### What is asked
A - In the lockdep post, shorten the paragraph that begins "It only requires a printk() call" and keep its main facts.
B - According to the lockdep post, on what earlier kernel version can the same lockdep splat also be triggered?

### Text

■ ■ ■ ■ ■

Re: 6.12-rc1: Lockdep regression bissected (virtio-net/console/scheduler)

From: Pavel Begunkov
Date: Wed Oct 09 2024 - 12:07:15 EST


On 10/8/24 16:18, John Ogness wrote:
On 2024-10-04, Petr Mladek <pmladek@xxxxxxxx> wrote:
On Fri 2024-10-04 02:08:52, Breno Leitao wrote:
=====================================================
WARNING: HARDIRQ-safe -> HARDIRQ-unsafe lock order detected
6.12.0-rc1-kbuilder-virtme-00033-gd4ac164bde7a #50 Not tainted
-----------------------------------------------------
swapper/0/1 [HC0[0]:SC0[0]:HE0:SE1] is trying to acquire:
ff1100010a260518 (_xmit_ETHER#2){+.-.}-{2:2}, at: virtnet_poll_tx (./include/linux/netdevice.h:4361 drivers/net/virtio_net.c:2969)

and this task is already holding:
ffffffff86f2b5b8 (target_list_lock){....}-{2:2}, at: write_ext_msg (drivers/net/netconsole.c:?)
which would create a new lock dependency:
(target_list_lock){....}-{2:2} -> (_xmit_ETHER#2){+.-.}-{2:2}

but this new dependency connects a HARDIRQ-irq-safe lock:
(console_owner){-...}-{0:0}

...

to a HARDIRQ-irq-unsafe lock:
(_xmit_ETHER#2){+.-.}-{2:2}

...

other info that might help us debug this:

Chain exists of:
console_owner --> target_list_lock --> _xmit_ETHER#2

Possible interrupt unsafe locking scenario:

CPU0 CPU1
---- ----
lock(_xmit_ETHER#2);
local_irq_disable();
lock(console_owner);
lock(target_list_lock);
<Interrupt>
lock(console_owner);

I can trigger this lockdep splat on v6.11 as well.

It only requires a printk() call within any interrupt handler, sometime
after the netconsole is initialized and has had at least one run from
softirq context.

My understanding is that the fix is to always take "_xmit_ETHER#2"
lock with interrupts disabled.

That seems to be one possible solution. But maybe there is reasoning why
that should not be done. (??) Right now it is clearly a spinlock that is

It's expensive, and it's a hot path if I understand correctly which
lock that is. And, IIRC the driver might spend there some time, it's
always nicer to keep irqs enabled if possible.

being taken from both interrupt and softirq contexts and does not
disable interrupts.

It rather seems the xmit lock is bh protected, but printk is a one
off case taking it with irqs disabled. I wonder if the printk side
could help with that, e.g. offloading sending from hardirq to softirq?

I will check if there is some previous kernel release where this problem
does not exist.

--
Pavel Begunkov

■ ■ ■ ■ ■

### Raw records
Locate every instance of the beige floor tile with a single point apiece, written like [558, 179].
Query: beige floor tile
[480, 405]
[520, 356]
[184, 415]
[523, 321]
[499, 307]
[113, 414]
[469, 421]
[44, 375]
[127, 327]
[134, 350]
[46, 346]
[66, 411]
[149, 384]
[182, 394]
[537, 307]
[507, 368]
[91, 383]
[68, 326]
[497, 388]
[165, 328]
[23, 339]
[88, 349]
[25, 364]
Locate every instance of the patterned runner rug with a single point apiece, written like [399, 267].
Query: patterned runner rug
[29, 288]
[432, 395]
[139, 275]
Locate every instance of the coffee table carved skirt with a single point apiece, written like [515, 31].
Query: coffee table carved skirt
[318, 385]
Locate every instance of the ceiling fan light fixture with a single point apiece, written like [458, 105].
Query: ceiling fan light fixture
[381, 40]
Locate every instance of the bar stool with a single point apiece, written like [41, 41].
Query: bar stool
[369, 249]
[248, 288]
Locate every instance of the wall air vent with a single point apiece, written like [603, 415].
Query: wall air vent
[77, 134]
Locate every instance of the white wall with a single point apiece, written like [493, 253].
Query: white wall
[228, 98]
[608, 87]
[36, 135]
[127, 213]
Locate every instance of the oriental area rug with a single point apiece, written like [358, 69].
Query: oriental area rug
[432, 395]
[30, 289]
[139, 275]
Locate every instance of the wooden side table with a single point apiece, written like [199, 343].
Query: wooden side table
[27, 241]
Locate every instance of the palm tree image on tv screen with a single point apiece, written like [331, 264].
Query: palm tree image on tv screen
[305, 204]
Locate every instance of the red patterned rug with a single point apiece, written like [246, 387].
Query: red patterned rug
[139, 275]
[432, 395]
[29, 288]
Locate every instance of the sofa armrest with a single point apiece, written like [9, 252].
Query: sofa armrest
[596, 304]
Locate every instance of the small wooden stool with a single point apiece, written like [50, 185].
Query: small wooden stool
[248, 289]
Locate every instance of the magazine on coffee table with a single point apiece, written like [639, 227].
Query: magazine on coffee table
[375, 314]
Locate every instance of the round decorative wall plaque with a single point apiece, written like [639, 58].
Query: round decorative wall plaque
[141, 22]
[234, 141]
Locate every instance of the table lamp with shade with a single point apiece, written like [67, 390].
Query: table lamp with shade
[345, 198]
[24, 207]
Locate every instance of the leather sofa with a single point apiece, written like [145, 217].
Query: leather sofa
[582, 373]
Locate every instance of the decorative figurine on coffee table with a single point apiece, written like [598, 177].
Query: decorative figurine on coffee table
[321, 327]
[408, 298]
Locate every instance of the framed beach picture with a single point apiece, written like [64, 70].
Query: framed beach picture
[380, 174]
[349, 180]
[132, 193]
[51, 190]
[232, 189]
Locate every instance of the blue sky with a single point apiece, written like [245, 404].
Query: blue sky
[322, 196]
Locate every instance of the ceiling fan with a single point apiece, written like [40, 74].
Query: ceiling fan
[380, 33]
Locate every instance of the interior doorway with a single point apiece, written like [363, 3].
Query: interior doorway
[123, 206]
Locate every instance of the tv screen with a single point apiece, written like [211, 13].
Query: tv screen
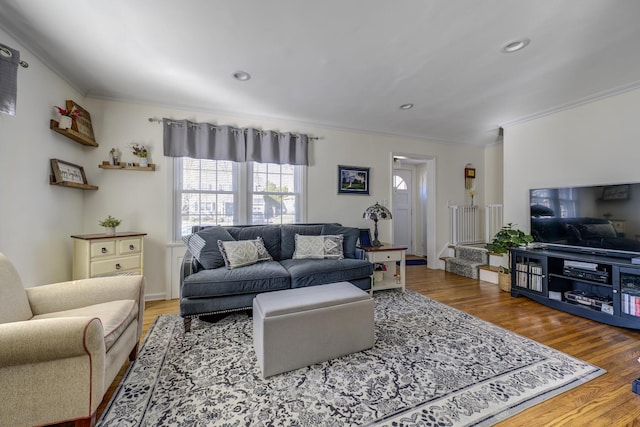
[598, 219]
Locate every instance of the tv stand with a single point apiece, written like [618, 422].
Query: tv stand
[604, 288]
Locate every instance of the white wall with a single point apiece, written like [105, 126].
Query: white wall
[36, 219]
[592, 144]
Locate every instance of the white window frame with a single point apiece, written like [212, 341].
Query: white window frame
[242, 189]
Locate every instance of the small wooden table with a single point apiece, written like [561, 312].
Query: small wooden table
[387, 254]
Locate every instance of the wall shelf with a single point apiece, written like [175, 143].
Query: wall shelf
[68, 184]
[123, 166]
[72, 134]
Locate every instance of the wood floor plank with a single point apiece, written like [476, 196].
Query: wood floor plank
[604, 401]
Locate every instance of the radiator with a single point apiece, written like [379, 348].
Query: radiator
[465, 224]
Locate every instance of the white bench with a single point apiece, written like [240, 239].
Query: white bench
[294, 328]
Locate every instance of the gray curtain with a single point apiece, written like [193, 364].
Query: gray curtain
[9, 60]
[273, 147]
[205, 141]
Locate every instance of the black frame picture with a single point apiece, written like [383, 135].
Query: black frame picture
[353, 180]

■ ■ ■ ■ ■

### Solutions to each task
A - Triggering it needs only a printk() call in any interrupt handler once netconsole is initialized and has run at least once from softirq context.

B - v6.11